Extracted records:
************
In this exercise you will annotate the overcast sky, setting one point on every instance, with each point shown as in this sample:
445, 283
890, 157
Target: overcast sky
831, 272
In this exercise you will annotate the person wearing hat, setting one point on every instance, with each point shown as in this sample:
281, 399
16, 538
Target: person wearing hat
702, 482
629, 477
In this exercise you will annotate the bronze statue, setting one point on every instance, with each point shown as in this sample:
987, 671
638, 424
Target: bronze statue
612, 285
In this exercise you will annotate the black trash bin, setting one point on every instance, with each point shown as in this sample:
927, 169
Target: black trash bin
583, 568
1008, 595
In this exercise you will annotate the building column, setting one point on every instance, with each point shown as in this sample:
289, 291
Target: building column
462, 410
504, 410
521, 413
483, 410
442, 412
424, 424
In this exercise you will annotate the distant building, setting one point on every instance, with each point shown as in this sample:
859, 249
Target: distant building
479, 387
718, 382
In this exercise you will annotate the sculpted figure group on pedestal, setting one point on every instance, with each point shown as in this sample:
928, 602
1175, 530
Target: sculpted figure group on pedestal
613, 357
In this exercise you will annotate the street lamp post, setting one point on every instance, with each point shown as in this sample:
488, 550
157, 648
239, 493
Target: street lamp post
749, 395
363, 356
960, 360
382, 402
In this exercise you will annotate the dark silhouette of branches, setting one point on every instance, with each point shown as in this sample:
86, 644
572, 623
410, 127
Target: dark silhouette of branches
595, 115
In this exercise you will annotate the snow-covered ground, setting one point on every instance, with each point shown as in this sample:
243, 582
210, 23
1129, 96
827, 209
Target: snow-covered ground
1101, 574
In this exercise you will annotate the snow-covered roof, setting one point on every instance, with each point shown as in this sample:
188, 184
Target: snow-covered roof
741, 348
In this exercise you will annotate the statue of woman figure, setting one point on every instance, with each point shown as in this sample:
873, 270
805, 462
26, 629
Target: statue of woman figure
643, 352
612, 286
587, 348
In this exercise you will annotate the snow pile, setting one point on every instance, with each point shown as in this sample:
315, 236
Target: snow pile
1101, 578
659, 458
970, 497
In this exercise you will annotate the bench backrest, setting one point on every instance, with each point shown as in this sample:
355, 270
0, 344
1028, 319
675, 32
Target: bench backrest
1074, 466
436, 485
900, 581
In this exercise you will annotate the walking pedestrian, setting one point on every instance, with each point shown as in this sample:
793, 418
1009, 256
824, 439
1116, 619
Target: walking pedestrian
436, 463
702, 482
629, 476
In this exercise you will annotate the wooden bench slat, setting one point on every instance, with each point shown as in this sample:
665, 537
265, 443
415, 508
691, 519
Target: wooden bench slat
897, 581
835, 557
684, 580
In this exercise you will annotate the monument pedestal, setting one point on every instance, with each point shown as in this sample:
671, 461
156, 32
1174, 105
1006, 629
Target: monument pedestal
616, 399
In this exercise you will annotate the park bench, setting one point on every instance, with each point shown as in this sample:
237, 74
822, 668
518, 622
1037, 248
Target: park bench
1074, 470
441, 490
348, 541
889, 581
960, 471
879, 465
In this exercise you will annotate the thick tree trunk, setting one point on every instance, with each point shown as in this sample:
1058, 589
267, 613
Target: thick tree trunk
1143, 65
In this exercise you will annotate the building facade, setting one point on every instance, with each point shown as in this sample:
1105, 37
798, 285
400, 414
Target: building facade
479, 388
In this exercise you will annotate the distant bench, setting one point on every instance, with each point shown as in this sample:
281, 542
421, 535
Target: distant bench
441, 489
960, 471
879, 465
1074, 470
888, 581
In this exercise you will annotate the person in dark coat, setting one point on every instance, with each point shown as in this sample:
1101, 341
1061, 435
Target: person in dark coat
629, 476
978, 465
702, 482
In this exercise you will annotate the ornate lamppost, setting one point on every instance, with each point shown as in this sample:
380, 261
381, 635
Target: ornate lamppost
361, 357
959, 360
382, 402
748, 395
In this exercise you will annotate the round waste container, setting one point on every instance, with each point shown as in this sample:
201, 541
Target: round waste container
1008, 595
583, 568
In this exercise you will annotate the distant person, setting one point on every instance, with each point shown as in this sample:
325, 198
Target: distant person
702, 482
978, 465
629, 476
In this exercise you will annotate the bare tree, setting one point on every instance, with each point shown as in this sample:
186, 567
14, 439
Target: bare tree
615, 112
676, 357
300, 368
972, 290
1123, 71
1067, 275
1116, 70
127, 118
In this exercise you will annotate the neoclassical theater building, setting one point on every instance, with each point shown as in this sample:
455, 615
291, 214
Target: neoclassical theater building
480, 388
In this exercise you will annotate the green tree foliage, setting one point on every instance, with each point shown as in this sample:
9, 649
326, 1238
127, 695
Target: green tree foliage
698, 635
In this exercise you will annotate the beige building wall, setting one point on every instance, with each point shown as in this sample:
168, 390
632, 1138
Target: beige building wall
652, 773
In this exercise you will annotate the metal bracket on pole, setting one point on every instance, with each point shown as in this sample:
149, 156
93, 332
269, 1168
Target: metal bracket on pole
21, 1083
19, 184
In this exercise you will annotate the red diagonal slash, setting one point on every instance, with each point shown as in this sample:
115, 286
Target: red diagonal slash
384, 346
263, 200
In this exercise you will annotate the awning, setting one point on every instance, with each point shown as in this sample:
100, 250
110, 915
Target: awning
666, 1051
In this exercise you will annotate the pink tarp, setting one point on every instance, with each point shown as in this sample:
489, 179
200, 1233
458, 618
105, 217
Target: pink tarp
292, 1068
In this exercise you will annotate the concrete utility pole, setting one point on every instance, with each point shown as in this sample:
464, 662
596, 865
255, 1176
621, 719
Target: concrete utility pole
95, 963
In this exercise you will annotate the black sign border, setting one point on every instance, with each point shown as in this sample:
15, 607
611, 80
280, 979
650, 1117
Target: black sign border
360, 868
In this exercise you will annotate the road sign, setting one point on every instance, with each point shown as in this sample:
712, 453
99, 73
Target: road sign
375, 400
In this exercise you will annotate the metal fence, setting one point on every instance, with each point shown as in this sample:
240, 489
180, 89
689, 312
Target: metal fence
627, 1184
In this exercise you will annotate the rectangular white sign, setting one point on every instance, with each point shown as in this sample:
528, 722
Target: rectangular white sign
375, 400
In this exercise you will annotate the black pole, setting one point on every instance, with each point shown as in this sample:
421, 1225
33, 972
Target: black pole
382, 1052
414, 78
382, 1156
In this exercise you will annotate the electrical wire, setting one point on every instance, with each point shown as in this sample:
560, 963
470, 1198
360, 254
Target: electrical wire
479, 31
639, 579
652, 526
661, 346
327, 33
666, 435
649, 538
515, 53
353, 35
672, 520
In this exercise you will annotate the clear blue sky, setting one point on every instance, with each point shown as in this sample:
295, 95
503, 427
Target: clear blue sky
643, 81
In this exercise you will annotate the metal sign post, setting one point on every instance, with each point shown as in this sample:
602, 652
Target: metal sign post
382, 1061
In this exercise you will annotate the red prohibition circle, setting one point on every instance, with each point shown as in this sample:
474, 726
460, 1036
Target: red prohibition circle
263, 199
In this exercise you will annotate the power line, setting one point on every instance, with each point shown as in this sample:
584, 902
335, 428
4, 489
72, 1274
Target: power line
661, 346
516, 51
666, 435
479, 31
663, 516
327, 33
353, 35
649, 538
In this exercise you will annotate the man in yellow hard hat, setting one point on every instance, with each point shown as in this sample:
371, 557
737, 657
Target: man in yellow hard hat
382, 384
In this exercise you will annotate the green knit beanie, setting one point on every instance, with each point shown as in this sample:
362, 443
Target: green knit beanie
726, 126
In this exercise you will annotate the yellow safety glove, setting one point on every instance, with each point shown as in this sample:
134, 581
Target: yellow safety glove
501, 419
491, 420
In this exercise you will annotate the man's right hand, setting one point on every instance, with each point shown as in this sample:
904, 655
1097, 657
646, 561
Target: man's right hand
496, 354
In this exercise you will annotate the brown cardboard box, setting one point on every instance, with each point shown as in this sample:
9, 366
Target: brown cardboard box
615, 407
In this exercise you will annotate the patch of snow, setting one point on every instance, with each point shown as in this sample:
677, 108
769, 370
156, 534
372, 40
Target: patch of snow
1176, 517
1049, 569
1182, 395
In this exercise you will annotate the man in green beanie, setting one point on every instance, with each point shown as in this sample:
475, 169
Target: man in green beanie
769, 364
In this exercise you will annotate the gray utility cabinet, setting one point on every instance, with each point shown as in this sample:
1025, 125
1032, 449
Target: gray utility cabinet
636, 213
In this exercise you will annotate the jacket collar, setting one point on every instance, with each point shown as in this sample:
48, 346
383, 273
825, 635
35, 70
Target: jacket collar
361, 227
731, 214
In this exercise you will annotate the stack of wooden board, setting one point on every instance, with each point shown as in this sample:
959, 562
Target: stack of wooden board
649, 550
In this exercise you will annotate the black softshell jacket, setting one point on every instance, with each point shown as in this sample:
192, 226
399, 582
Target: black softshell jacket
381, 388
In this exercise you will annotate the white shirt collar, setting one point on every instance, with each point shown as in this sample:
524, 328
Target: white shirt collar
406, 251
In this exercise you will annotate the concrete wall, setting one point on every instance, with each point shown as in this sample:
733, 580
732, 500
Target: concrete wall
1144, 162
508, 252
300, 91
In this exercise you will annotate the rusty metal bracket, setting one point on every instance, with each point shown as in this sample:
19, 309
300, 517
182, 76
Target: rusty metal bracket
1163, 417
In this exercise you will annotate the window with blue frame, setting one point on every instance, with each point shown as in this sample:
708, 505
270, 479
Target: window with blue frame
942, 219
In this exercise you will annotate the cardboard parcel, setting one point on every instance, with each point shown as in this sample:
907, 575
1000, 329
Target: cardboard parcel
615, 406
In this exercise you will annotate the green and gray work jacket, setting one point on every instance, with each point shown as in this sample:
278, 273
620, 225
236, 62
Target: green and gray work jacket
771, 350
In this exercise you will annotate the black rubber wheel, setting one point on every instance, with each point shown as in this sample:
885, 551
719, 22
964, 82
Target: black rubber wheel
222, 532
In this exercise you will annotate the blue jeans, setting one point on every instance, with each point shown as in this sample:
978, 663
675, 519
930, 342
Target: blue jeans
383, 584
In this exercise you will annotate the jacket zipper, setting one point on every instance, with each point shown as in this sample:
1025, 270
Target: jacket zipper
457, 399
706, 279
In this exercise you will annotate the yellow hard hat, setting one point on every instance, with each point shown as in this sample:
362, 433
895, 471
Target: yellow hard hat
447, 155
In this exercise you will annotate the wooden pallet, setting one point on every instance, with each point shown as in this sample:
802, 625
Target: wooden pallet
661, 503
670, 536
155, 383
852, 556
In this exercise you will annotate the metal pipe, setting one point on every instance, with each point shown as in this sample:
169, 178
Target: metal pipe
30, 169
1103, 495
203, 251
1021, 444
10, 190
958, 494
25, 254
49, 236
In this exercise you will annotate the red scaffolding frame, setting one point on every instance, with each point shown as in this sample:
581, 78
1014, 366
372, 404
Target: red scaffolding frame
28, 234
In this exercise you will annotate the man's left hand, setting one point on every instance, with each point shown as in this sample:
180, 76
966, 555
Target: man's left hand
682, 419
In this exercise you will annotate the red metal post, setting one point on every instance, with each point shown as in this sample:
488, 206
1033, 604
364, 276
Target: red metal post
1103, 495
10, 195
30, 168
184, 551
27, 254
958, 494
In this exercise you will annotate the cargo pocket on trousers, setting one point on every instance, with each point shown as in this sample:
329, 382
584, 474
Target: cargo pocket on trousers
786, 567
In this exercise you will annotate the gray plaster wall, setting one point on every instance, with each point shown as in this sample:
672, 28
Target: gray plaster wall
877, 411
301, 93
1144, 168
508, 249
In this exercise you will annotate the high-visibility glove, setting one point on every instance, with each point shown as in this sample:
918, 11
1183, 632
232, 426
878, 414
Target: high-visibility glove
************
Given problem :: Each line from the one with "In this exercise you will annotate the man's left" through the last line of the records must be written out word for word. Include nothing else.

Task response ::
In this exercise you will annotate the man's left hand, setting one point on every instance, with each point shown as in this sample:
180, 76
966, 555
Target: man's left hand
682, 419
In this exercise you will annotate the red metal post, setting one point on every instance, with each point shown as in this sample:
488, 206
1033, 604
364, 276
Target: red metal post
1103, 495
10, 195
30, 168
184, 551
27, 254
958, 494
In this exercise you will annotate the cargo pocket on trousers, setting one point on every instance, with each point shown as in this sample:
329, 382
584, 474
Target: cargo pocket on trousers
786, 567
In this exercise you will annotate the gray plaster wall, setting one point on every instance, with each point shown as in this sample:
672, 28
Target: gray plaster wall
877, 411
301, 93
1144, 168
508, 249
In this exercise you will annotate the high-visibility glove, setting one point on every instance, with each point shown as in this sample:
918, 11
1183, 632
232, 426
878, 414
Target: high-visibility glove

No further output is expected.